Provided passage:
----------
YOUR SOLIN GENERATED RECIPE
Crispy Chorizo and Egg Breakfast Burrito
Sautéed turkey chorizo and fluffy eggs wrapped in a toasted tortilla with melted cheddar and crisp peppers for a satisfying, protein-packed start.
INGREDIENTS
3 oz ground turkey chorizo
1 large egg
0.6 cup egg whites
1 medium whole wheat tortilla
0.25 cup red bell pepper
0.25 cup yellow onion
0.5 tsp extra virgin olive oil
1 tbsp shredded sharp cheddar cheese
0.25 tsp sea salt
0.25 tsp black pepper
PREPARATION
In a medium non-stick skillet over medium-high heat, add the ground turkey chorizo and cook until browned, breaking it up with a spatula.
Add the diced red bell pepper and yellow onion to the skillet and sauté for 3-4 minutes until the vegetables are tender and fragrant.
In a small bowl, whisk together the large egg and egg whites with sea salt and black pepper until well combined.
Lower the heat to medium, pour the egg mixture into the skillet, and scramble gently with the chorizo and peppers until the eggs are just set.
Spoon the filling into the center of the whole wheat tortilla and sprinkle with the shredded sharp cheddar cheese.
Fold the sides of the tortilla inward and roll tightly to form a burrito, then place it seam-side down in the skillet greased with olive oil.
Toast the burrito for 1-2 minutes per side over medium heat until the exterior is golden brown and perfectly crispy before serving.
----------
Information shown:
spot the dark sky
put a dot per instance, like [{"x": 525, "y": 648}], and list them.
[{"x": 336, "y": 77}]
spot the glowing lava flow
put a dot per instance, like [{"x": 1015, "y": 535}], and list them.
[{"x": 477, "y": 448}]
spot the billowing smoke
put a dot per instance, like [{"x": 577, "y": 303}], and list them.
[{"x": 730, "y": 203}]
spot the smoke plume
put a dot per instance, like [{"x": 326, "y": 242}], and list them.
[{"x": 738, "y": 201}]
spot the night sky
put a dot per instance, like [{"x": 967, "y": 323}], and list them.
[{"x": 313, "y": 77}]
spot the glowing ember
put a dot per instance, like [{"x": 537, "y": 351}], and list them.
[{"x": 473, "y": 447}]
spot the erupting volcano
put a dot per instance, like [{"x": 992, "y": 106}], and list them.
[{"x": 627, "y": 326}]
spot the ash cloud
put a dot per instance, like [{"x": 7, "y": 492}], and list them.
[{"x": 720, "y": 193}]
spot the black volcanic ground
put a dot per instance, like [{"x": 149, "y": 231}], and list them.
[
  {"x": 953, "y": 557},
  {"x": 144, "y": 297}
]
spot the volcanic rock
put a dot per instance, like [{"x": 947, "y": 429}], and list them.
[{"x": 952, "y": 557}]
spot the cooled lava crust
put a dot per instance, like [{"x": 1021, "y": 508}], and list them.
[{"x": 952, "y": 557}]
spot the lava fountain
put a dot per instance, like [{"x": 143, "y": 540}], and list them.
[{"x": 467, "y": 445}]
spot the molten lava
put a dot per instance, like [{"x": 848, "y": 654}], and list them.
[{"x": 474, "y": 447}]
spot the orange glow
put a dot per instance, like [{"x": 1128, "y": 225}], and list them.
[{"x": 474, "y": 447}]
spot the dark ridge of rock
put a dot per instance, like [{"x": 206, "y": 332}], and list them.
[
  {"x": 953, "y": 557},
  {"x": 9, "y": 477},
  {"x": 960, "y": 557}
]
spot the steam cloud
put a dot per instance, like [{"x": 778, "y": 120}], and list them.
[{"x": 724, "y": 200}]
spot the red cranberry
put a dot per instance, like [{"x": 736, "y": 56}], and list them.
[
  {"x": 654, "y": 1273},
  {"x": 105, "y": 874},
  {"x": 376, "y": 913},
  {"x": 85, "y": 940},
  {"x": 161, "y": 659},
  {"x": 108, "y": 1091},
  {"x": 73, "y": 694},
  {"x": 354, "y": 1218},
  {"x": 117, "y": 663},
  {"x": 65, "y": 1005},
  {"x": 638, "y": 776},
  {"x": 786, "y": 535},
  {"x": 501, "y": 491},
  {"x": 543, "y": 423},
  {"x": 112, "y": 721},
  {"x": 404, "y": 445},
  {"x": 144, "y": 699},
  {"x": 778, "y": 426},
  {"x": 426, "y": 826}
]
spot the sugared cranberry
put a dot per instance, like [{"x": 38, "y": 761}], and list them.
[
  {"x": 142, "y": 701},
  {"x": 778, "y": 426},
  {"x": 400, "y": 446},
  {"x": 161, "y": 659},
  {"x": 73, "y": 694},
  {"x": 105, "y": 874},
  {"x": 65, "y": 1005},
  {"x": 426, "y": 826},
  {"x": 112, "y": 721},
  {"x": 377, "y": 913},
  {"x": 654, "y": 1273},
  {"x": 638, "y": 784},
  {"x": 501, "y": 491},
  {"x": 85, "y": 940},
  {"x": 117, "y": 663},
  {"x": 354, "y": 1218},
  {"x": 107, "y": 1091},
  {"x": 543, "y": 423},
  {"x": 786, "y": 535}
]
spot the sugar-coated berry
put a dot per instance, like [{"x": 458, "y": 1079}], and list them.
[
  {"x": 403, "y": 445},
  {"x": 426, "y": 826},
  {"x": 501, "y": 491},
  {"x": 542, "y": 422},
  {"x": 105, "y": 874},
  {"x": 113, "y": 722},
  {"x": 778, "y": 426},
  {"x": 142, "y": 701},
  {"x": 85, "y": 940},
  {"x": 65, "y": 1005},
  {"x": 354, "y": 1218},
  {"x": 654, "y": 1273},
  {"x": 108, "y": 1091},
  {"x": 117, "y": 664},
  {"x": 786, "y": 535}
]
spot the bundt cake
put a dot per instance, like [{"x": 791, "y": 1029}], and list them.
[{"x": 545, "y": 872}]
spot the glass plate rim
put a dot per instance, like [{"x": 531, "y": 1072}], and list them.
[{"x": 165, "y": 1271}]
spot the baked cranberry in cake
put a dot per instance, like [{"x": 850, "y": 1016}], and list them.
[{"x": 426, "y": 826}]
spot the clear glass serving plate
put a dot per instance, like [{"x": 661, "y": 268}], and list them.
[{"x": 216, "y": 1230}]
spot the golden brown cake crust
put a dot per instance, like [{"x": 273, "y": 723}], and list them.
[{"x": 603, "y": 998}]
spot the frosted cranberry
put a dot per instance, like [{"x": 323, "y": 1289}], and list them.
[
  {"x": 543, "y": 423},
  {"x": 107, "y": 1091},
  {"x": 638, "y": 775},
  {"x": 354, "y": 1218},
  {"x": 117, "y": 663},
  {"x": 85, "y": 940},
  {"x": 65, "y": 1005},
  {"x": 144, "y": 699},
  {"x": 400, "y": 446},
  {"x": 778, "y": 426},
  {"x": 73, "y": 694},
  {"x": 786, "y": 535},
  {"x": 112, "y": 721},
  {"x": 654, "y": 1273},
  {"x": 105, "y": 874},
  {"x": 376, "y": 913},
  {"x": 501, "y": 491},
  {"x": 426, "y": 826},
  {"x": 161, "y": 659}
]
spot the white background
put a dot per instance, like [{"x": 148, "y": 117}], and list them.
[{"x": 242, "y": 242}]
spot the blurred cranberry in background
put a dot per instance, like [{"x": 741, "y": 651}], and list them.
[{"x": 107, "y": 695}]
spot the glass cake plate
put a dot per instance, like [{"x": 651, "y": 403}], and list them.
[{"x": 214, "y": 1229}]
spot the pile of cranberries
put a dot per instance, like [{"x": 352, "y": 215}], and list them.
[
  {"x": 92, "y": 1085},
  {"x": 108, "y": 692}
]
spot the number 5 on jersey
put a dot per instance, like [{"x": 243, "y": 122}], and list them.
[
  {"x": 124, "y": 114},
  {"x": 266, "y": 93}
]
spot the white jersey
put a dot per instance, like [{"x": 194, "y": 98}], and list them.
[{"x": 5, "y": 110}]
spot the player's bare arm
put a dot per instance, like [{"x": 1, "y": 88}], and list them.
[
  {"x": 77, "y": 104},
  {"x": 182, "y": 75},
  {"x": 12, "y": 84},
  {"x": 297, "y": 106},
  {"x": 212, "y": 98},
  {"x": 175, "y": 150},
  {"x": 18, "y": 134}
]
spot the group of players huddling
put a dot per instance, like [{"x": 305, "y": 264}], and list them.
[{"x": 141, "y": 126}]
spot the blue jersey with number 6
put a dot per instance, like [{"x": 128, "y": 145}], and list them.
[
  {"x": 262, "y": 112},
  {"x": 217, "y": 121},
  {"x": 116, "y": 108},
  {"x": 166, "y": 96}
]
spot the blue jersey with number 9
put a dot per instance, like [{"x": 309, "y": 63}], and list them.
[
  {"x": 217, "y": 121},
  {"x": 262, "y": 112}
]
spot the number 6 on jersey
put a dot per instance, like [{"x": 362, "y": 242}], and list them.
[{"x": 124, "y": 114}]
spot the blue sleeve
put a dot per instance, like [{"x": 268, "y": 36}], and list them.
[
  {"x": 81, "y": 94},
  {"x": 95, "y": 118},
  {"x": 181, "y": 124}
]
----------
Problem requirements: Name every ingredient in the breakfast burrito recipe that is measured in cups, along with its amount.

The answer:
- 0.6 cup egg whites
- 0.25 cup red bell pepper
- 0.25 cup yellow onion